Reading passage »
Hallux rigidus is the clinical name given to degenerative arthritis of the big toe joint (1st metatarsophalangeal joint).
It is a common form of osteoarthritis of the foot, affecting 10% of people aged 20-34 years and up to 44% of people over the age of 80 years. Females typically are more commonly affected than males.
Hallux rigidus often presents with osteophytic spurring around the 1st MTP joint and is commonly confused with hallux valgus, otherwise known as a bunion. It is important to recognise that these conditions are completely different and as such have a different diagnostic workup and treatment pathway.
The underlying cause of hallux rigidus is considered to be multifactorial in nature. A level of degenerative joint change and subsequent articular cartilage loss characterises the main pathophysiological changes seen in hallux rigidus.

What to work on »
Answer these questions from the hallux rigidus text.
1. Which joint does hallux rigidus affect?
2. Up to what share of people over the age of 80 years are affected?
3. With which condition is hallux rigidus commonly confused?

Information supplied »
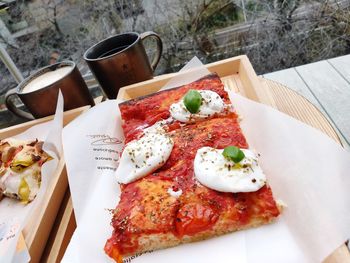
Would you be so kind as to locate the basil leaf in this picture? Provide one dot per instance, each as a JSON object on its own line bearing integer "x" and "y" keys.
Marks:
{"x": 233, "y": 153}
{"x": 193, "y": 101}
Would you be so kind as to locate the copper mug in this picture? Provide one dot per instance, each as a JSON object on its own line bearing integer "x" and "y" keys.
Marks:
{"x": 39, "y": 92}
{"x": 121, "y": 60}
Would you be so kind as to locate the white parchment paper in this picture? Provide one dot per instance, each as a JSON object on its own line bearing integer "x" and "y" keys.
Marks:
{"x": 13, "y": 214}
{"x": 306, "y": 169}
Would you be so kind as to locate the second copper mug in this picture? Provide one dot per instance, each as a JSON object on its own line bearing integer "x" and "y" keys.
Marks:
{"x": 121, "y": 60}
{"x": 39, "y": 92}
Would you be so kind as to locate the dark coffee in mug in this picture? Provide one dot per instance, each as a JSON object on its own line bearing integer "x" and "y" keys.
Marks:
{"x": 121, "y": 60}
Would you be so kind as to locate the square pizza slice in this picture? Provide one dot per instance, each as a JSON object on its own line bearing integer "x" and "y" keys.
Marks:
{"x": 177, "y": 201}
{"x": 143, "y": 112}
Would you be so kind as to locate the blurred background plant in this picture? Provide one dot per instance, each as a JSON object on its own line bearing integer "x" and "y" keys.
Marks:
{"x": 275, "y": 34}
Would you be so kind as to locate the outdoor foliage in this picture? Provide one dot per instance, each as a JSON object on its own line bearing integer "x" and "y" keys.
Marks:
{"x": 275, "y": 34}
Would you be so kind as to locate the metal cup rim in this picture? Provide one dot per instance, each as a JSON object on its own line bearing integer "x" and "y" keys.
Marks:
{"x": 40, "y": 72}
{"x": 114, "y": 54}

--

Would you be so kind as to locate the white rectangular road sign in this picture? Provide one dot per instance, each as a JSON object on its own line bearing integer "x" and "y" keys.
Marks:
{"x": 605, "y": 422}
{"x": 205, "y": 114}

==

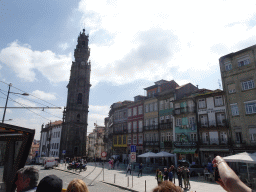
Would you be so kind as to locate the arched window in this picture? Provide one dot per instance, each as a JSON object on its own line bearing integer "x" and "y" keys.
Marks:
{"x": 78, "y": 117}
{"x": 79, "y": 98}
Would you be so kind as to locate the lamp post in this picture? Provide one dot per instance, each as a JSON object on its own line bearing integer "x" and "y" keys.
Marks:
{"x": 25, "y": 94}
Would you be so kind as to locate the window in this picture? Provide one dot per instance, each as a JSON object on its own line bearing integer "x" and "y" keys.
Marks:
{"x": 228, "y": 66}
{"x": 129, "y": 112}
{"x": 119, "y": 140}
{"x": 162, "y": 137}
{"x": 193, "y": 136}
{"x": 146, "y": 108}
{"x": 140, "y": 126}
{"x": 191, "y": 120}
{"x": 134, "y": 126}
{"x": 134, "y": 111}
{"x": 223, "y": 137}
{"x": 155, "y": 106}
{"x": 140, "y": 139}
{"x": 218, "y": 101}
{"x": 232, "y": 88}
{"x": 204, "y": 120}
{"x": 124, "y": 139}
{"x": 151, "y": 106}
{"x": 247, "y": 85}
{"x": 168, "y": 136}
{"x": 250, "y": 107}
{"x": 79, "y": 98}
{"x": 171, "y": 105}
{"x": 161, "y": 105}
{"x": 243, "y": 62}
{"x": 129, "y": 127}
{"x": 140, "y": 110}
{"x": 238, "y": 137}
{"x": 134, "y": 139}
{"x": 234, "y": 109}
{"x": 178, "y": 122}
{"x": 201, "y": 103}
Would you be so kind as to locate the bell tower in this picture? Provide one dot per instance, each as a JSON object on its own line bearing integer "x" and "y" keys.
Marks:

Written solution »
1. The big toe joint (1st metatarsophalangeal joint).
2. Up to 44%.
3. Hallux valgus, otherwise known as a bunion.